BRIEF:
Starting from the line that holds "Target: metal lift machinery", print every line through the end of the records, first and last included.

MATERIAL PROVIDED Block Start

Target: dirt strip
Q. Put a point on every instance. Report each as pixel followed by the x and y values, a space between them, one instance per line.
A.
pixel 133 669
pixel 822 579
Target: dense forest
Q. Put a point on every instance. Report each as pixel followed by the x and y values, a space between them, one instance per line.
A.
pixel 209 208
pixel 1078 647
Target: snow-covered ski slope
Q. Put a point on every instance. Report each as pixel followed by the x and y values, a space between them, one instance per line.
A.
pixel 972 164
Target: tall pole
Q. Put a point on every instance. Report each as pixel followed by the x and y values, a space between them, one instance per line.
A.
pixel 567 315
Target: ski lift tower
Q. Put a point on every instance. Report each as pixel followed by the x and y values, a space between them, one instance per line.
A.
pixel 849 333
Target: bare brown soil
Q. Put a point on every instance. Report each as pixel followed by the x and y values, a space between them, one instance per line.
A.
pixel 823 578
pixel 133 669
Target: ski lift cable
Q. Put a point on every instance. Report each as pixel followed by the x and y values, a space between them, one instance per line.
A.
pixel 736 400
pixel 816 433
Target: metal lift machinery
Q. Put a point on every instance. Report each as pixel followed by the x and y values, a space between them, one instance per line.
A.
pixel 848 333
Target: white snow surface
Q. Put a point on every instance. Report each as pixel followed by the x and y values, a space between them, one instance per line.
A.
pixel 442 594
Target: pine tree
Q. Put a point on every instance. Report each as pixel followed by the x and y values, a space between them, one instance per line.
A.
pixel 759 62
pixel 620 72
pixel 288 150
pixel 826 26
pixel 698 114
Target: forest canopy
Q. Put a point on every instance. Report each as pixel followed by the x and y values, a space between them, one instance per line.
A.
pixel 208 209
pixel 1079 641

MATERIAL PROVIDED Block End

YOUR SOLUTION:
Target: metal lift machinery
Q. Put a point on every instance. Report each as pixel followed by the x and y values, a space between them, one instance per line.
A.
pixel 848 333
Target: white snow surface
Q. Put a point on every instance. Report each as pixel followed by the x and y values, a space between them, one instance per line.
A.
pixel 442 594
Target: pine tree
Q. Put a point on every instance. Report each as pixel followed by the x and y values, a space between them, one instance per line.
A.
pixel 759 62
pixel 620 72
pixel 288 150
pixel 826 26
pixel 698 114
Target: forest canopy
Q. Put a point on every instance. Report each as pixel followed by the x and y values, a space between them, one instance per line.
A.
pixel 208 209
pixel 1079 641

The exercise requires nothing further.